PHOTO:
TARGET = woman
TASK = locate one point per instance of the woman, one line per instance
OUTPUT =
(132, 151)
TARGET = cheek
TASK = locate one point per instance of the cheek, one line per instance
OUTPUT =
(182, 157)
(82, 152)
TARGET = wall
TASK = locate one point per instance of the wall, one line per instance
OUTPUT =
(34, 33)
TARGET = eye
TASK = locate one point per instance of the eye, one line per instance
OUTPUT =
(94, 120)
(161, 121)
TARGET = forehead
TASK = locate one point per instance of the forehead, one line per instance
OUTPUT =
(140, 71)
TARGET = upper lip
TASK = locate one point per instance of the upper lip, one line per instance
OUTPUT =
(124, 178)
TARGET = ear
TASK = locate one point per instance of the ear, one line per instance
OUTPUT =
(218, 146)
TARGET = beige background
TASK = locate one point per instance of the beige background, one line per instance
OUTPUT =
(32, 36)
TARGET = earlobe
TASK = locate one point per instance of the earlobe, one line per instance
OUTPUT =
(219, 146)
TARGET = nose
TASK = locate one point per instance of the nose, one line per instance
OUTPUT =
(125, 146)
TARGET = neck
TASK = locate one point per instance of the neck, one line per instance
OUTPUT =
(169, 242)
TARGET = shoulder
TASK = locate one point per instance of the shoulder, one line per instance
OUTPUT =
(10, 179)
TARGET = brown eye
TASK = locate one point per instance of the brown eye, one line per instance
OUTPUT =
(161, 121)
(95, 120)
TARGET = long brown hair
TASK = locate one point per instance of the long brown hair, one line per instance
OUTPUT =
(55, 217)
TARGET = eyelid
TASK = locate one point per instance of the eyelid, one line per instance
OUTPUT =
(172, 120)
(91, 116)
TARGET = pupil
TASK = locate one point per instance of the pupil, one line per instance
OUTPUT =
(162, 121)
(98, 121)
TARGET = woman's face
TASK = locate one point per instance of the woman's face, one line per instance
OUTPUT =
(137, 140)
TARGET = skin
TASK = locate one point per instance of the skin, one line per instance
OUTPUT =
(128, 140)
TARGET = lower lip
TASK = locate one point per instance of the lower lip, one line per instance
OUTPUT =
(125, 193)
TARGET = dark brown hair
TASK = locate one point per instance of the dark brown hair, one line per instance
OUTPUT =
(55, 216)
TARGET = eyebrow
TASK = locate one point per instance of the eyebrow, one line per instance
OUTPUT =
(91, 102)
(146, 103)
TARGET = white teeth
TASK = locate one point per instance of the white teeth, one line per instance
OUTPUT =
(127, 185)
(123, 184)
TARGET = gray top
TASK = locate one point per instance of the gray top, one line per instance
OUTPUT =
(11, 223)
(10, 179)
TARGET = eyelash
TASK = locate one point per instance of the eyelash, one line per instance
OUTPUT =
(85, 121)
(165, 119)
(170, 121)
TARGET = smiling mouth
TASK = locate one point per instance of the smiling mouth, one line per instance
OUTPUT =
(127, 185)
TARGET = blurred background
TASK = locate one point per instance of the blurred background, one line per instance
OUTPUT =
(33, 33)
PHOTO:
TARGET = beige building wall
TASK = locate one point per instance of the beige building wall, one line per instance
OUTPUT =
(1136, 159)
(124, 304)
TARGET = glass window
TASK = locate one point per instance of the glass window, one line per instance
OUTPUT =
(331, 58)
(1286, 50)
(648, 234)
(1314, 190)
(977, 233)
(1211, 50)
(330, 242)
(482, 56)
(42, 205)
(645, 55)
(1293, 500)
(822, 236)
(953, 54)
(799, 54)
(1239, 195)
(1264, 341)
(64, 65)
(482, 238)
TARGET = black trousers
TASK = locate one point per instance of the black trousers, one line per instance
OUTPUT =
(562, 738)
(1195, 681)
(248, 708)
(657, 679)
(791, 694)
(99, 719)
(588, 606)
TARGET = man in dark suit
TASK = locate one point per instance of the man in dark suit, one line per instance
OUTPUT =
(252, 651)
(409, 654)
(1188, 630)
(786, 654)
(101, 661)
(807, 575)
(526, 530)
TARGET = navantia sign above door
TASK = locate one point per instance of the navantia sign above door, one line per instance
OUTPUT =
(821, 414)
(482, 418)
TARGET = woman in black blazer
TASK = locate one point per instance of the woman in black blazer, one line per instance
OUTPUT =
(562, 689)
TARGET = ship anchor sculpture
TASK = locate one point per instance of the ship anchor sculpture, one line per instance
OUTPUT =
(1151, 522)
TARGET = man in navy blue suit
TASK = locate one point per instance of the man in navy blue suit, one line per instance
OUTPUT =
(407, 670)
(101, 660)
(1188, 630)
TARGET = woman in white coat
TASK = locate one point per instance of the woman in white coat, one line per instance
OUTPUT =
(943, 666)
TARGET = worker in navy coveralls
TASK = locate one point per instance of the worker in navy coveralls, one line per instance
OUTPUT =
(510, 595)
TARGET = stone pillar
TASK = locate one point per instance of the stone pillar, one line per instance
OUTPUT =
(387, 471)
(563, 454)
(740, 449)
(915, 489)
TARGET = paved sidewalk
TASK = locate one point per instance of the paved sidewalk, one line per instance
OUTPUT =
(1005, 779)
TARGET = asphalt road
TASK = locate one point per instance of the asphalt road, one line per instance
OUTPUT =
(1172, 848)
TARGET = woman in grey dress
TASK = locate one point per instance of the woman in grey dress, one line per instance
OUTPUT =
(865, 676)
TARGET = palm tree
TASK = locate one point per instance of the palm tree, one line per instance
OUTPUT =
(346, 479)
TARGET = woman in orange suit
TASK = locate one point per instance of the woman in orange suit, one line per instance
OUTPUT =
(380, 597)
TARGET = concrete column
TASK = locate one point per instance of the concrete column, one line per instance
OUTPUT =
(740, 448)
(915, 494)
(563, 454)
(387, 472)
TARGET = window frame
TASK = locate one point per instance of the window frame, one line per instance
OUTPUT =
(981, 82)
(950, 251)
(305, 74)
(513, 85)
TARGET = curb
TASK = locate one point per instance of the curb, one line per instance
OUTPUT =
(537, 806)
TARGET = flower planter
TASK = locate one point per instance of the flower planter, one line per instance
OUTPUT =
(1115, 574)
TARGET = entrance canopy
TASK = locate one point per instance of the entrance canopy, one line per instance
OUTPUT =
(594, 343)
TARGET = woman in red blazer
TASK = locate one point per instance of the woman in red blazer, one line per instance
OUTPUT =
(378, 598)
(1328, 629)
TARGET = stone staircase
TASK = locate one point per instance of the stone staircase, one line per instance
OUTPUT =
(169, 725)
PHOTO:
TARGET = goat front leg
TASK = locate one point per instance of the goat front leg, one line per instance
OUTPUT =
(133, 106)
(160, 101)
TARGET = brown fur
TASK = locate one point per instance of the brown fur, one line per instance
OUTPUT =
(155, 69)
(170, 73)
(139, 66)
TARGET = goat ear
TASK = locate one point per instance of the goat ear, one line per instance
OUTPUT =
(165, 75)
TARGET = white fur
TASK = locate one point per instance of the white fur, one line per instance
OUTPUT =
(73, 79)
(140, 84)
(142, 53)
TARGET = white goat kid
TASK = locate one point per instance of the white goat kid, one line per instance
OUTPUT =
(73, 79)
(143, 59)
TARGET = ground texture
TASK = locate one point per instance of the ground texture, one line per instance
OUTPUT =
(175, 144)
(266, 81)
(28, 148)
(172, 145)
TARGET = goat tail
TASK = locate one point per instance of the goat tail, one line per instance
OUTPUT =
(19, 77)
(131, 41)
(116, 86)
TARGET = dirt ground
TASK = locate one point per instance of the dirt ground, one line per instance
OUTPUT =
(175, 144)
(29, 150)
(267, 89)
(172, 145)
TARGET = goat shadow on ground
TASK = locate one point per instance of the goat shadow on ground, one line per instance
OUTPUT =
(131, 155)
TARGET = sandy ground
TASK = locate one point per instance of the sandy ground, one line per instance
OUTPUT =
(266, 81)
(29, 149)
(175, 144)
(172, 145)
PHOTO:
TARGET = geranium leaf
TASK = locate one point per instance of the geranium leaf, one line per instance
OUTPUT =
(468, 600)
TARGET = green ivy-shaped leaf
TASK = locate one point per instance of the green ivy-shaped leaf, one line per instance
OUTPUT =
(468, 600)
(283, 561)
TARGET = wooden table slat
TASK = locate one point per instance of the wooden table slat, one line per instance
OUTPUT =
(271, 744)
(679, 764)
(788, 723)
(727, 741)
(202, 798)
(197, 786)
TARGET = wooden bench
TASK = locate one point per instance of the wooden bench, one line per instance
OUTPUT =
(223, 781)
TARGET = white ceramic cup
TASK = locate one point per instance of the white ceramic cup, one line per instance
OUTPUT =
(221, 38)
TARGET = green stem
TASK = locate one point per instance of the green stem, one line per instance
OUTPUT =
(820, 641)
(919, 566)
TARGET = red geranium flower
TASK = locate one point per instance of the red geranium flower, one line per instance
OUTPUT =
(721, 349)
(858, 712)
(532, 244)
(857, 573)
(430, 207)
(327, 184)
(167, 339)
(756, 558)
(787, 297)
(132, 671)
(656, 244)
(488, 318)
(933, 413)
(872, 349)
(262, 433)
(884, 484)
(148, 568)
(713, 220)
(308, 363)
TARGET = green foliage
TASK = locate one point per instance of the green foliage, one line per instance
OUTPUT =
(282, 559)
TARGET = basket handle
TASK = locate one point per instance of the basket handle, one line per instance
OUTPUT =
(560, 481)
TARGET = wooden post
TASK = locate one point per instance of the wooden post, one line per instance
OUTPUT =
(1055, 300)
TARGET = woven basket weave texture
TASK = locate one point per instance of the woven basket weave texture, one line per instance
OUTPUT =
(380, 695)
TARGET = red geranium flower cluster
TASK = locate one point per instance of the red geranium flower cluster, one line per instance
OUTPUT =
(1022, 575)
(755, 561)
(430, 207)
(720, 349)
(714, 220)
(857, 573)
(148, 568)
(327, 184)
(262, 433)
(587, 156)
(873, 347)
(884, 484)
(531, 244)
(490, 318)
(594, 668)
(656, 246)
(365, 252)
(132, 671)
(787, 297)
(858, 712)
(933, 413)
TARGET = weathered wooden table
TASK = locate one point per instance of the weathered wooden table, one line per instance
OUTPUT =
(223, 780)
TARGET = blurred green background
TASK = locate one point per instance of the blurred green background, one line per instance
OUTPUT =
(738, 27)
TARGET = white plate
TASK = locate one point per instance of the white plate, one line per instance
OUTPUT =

──────────────────────────────

### Your task
For each line above that includes the word "pupil", make a copy of that line.

### Solution for this task
TARGET = pupil
TASK = locate one point per instance of the pupil, one line per instance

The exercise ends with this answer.